**Available records**:
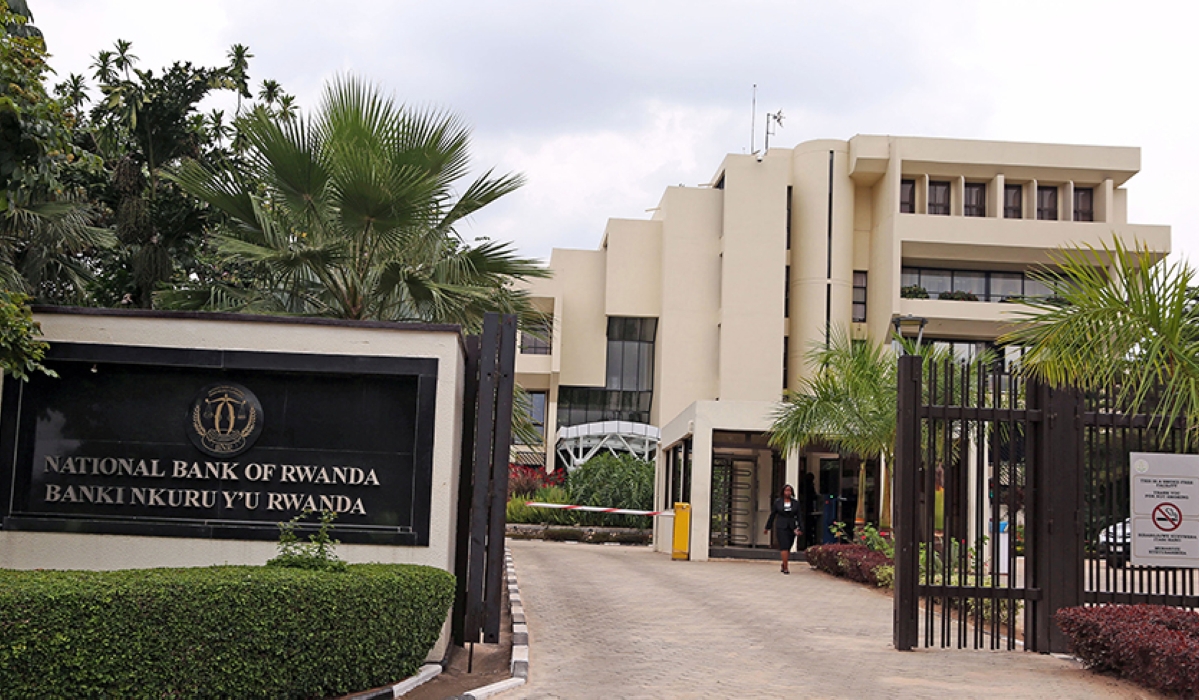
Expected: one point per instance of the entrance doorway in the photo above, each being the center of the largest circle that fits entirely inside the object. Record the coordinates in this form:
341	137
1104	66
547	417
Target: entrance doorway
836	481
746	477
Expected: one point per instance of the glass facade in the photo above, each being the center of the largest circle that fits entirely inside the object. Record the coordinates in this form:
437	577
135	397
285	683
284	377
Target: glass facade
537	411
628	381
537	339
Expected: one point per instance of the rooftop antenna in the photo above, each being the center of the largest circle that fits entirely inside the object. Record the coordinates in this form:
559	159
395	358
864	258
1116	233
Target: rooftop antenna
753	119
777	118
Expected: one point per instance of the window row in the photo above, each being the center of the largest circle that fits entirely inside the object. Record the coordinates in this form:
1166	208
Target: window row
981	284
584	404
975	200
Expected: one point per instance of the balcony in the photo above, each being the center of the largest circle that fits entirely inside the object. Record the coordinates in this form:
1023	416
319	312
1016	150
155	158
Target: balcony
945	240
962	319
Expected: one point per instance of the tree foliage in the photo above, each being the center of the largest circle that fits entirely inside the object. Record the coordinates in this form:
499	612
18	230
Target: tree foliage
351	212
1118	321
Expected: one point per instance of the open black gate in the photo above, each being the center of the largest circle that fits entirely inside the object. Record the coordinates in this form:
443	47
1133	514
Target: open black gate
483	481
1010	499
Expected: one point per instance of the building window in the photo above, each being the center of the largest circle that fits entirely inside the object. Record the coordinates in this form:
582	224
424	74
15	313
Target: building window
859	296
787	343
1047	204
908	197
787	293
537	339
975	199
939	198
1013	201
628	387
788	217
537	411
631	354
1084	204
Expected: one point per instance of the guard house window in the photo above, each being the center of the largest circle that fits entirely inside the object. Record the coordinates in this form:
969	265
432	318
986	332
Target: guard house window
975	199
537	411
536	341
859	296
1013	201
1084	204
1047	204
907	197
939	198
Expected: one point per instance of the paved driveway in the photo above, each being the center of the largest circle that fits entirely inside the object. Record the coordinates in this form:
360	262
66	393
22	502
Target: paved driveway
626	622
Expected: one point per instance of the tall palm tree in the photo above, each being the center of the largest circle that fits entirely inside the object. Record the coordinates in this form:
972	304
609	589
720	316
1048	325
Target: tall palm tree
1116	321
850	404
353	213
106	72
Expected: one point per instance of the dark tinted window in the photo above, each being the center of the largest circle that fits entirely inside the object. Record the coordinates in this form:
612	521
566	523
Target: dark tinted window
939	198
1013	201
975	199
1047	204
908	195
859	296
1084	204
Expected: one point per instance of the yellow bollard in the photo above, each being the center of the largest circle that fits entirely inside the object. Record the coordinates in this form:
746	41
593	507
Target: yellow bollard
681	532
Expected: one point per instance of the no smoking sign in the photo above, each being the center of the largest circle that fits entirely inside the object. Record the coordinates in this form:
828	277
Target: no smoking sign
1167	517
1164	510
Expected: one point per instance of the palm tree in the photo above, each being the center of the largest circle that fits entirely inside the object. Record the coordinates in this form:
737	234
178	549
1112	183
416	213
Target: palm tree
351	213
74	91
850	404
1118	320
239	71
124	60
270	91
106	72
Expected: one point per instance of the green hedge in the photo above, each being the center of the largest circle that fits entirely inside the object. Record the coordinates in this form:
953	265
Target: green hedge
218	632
--
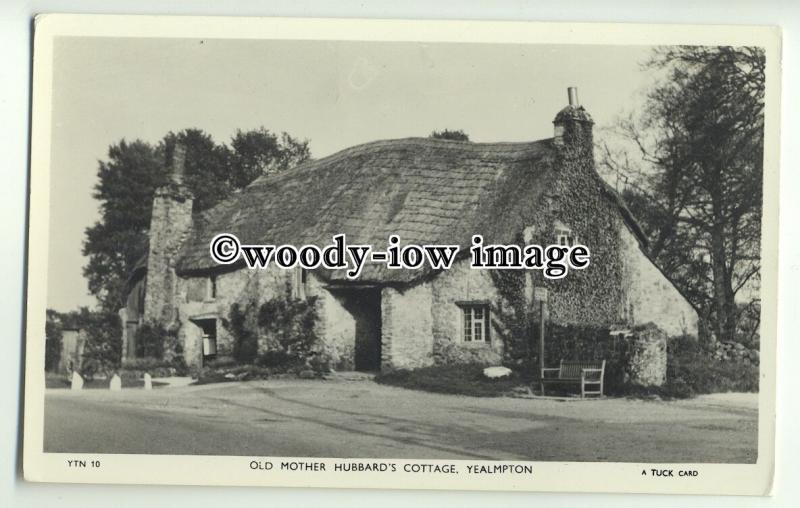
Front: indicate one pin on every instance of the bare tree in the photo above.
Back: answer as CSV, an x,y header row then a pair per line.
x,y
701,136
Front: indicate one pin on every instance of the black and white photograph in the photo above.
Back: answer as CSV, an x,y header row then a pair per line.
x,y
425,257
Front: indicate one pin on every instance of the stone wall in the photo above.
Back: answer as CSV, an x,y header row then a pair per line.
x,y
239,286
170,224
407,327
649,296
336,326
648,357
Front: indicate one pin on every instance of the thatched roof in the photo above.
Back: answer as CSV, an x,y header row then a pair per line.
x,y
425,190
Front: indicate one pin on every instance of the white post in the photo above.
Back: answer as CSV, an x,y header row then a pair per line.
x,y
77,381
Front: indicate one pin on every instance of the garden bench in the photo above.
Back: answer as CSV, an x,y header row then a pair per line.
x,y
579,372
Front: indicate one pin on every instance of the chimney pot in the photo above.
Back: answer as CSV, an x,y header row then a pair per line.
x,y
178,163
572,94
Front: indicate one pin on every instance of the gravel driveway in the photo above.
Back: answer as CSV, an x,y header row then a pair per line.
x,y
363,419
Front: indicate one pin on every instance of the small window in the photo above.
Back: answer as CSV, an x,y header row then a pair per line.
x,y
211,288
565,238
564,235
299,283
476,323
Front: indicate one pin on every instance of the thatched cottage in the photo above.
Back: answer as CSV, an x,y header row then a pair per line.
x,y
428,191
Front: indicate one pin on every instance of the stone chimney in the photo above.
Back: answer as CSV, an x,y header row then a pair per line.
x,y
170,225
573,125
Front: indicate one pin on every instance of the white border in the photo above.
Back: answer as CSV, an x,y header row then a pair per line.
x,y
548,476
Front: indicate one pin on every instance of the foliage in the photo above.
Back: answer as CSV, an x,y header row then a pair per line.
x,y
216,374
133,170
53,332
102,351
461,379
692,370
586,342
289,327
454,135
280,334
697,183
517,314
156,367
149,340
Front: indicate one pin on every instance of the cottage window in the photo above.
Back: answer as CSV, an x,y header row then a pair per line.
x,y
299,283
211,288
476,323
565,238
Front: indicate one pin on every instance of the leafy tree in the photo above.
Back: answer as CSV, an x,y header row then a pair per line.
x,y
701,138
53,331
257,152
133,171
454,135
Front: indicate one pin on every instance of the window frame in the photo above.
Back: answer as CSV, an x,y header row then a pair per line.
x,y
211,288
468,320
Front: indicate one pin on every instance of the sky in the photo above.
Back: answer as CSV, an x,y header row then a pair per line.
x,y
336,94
...
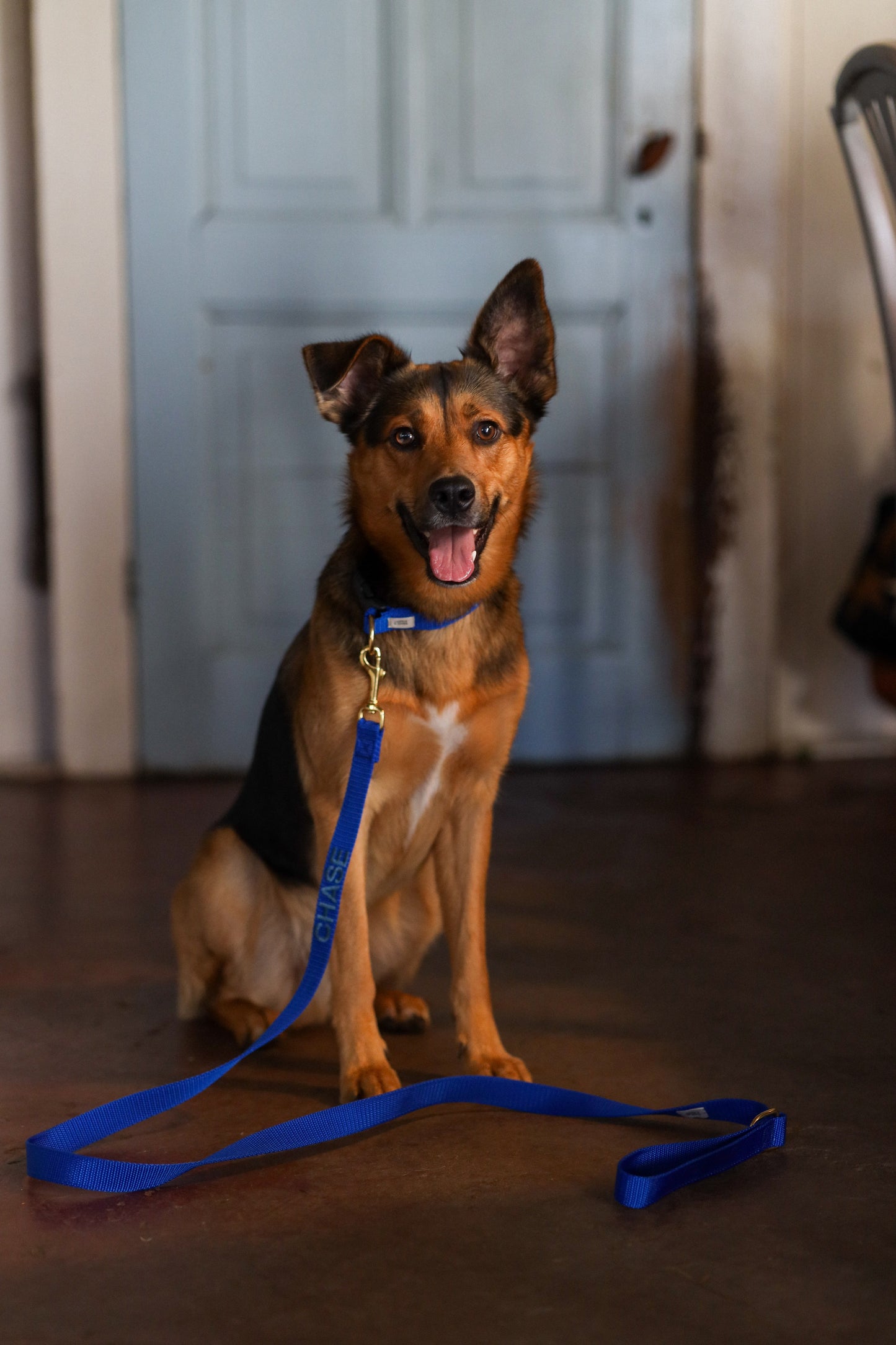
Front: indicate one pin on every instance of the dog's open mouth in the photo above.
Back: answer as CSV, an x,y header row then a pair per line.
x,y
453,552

**What you are asked to do**:
Switch "coordinates" to "positions" in the part that opens with the line containing "Expected: one point per instance of the rooftop" and closes with the line containing "Target: rooftop antenna", and write out only those lines with nothing else changed.

**Result of this exercise**:
Expected: one point per instance of the rooftop antenna in the photo above, each being the center of the largest circle that fits entirely inside the object. Record the positions in this form:
559	159
395	358
864	258
1116	233
Target: rooftop antenna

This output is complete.